▶ [What to work on]: From the line containing "Query: forehead" to the end of the listing, write out every line exactly; leave out everything else.

^^^^^^^^

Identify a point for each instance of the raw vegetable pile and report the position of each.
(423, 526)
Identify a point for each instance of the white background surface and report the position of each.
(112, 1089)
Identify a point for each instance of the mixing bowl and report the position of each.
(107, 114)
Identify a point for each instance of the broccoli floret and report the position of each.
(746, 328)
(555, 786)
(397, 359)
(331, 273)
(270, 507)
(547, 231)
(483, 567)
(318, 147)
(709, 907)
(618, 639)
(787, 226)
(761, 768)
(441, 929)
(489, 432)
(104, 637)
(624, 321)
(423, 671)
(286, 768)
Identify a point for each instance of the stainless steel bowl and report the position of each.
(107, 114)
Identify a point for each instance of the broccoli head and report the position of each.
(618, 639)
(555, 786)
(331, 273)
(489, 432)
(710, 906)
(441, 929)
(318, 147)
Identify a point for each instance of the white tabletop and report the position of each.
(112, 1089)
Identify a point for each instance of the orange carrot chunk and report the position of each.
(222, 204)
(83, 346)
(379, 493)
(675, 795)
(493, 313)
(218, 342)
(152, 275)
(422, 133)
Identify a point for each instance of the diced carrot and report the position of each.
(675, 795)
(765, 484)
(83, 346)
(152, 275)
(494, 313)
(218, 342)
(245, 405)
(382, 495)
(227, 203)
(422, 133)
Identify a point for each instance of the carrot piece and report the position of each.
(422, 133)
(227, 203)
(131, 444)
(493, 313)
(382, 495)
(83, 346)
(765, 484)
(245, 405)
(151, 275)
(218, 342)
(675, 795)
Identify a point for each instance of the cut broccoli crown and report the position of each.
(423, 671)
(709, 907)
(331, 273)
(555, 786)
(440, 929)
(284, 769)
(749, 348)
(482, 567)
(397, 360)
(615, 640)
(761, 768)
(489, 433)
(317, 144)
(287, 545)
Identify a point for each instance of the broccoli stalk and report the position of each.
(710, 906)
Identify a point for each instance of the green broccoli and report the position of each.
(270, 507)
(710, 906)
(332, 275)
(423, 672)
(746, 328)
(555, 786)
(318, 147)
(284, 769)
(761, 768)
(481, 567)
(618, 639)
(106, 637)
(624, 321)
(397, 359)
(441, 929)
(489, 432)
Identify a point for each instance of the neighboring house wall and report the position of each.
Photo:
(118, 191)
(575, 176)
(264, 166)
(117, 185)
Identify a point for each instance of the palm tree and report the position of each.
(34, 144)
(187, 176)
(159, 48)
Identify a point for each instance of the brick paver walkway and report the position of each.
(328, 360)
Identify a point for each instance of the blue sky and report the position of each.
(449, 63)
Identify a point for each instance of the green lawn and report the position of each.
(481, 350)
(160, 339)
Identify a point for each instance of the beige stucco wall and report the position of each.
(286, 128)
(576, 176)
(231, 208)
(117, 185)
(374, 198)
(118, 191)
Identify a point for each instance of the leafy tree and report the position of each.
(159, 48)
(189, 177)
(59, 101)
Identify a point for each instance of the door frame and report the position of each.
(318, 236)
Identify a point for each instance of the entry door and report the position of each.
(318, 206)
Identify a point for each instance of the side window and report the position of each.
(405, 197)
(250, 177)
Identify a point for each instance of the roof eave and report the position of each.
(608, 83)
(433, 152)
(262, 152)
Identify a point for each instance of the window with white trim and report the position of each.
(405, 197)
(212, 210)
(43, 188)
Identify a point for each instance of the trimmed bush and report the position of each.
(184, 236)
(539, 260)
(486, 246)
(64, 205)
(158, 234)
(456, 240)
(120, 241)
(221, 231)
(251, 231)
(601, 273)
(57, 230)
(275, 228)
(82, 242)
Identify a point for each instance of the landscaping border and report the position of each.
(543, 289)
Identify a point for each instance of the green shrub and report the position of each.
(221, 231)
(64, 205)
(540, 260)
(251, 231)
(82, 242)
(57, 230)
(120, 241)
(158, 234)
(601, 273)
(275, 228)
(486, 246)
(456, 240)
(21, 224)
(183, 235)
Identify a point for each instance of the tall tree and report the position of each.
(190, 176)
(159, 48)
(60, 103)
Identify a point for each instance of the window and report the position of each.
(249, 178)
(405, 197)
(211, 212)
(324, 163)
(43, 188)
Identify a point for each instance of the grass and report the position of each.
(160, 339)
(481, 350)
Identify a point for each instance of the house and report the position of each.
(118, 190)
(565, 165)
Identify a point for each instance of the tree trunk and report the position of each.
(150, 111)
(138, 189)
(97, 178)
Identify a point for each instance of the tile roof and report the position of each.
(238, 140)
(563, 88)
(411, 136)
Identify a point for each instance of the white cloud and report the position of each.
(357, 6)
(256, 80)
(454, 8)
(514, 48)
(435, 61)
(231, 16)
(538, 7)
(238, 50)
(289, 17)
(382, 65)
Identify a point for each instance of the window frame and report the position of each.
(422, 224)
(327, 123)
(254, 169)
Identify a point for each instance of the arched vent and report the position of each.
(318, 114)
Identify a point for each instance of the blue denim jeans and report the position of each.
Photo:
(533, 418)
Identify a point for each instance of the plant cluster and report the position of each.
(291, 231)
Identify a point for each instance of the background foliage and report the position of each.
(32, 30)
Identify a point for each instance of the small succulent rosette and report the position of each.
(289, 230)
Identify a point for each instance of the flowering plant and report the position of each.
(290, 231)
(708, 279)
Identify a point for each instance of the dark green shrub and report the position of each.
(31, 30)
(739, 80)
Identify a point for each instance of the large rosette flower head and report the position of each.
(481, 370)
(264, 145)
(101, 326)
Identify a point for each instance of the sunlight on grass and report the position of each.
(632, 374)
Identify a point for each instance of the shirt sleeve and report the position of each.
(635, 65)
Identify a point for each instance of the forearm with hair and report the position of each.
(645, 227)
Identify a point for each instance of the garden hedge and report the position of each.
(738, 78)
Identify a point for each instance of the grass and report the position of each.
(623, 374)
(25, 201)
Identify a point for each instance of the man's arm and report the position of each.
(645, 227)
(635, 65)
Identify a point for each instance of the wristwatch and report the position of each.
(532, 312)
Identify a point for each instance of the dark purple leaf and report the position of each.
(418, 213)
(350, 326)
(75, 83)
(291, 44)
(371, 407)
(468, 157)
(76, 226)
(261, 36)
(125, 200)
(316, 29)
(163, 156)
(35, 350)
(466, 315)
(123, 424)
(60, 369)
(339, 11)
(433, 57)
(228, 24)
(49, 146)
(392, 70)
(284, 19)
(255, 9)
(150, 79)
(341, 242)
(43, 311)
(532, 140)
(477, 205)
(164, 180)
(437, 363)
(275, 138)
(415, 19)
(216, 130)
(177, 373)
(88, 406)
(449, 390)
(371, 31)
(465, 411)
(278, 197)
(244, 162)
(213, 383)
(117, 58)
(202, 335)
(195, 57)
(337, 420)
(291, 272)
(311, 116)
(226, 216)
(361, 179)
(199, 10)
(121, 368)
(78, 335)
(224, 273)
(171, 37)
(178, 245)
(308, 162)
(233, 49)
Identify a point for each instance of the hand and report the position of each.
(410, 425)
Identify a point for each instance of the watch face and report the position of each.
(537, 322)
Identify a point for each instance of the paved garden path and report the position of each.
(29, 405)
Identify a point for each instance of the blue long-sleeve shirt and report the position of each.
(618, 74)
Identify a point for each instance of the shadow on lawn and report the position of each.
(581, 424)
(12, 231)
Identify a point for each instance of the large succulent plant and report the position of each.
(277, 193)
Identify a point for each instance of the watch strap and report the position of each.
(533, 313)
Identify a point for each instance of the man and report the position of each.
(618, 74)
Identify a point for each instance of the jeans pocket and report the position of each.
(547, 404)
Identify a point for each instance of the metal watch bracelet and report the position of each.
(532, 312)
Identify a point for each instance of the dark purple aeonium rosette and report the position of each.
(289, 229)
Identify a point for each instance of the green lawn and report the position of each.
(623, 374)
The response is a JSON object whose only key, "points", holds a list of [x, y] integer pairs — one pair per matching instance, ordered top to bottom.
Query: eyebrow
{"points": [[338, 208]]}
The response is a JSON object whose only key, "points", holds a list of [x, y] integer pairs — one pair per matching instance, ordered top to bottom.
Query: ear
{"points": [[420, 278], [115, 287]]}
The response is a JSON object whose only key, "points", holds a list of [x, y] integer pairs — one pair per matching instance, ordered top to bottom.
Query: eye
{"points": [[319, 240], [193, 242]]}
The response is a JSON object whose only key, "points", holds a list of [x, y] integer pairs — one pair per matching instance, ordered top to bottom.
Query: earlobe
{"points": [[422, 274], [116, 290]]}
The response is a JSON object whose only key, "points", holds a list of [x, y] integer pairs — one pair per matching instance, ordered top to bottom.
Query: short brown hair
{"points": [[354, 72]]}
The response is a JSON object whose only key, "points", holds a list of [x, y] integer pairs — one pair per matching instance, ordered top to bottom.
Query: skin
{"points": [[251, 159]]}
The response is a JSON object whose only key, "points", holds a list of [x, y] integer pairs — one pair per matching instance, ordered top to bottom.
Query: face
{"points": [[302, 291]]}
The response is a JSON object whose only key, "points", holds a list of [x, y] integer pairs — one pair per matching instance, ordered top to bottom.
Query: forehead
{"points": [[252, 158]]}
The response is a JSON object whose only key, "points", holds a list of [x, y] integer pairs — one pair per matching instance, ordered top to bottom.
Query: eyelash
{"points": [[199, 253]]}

^^^^^^^^

▶ [Answer box]:
Query: forehead
{"points": [[252, 158]]}
The response is a JSON object whose only key, "points", holds a list of [x, y] integer pairs — one pair per matching instance, ordered top to bottom.
Query: eyelash
{"points": [[199, 253]]}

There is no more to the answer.